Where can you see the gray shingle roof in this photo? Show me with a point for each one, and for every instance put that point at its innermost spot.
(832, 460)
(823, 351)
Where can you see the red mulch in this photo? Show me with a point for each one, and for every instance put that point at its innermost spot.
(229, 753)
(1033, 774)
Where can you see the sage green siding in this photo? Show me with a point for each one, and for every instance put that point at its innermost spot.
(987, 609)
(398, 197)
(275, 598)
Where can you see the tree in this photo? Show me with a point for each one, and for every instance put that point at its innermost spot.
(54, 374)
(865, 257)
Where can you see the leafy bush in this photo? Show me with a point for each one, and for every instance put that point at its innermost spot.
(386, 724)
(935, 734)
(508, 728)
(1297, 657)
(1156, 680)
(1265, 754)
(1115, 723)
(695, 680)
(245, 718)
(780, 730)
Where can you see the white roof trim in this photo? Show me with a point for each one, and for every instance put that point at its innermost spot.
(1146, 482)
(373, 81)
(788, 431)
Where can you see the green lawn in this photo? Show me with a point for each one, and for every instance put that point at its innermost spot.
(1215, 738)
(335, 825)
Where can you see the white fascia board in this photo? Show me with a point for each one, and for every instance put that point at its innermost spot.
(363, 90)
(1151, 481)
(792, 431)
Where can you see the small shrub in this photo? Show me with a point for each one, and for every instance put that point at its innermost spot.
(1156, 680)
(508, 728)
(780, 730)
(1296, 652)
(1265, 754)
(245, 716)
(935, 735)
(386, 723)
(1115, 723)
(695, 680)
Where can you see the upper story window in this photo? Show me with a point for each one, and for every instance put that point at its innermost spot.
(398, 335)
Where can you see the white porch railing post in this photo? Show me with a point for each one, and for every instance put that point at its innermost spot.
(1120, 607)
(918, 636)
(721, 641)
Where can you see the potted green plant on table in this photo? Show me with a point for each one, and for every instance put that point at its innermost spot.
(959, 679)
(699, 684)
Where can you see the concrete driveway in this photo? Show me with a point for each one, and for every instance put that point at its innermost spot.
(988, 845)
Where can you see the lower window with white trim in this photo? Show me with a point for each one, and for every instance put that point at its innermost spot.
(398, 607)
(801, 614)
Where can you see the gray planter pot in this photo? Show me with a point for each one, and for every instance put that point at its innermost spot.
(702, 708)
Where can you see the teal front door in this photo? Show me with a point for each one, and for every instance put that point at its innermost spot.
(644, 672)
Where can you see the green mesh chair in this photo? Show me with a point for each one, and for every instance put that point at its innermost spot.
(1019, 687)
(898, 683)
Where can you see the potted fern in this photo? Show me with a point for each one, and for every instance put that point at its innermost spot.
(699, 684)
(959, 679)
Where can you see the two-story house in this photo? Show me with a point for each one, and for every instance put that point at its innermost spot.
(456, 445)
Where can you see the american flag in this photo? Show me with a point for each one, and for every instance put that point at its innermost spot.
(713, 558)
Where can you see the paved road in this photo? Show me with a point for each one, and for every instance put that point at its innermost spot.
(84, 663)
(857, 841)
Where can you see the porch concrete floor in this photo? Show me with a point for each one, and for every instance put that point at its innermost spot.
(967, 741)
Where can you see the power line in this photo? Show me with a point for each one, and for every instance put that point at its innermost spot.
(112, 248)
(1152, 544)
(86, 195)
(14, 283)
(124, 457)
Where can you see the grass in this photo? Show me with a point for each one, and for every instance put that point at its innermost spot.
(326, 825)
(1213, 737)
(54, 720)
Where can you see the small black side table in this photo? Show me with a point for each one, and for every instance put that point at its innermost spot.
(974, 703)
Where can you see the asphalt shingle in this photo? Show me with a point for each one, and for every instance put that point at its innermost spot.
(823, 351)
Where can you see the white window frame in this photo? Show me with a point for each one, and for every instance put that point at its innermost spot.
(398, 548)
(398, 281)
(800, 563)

GOAL OF THE EXERCISE:
Copy out, word for word, the records from their first line through the line containing "(1033, 774)", including both of those lines.

FULL SOLUTION:
Where can you see the gray shingle roof in this photo? Show me with a point for each one, and for every instance put that point at its innermost spot.
(832, 460)
(823, 351)
Where can you see the red mulch in this photo? Show me with a point for each one, and for every instance put that point at its innermost spot.
(229, 753)
(1033, 774)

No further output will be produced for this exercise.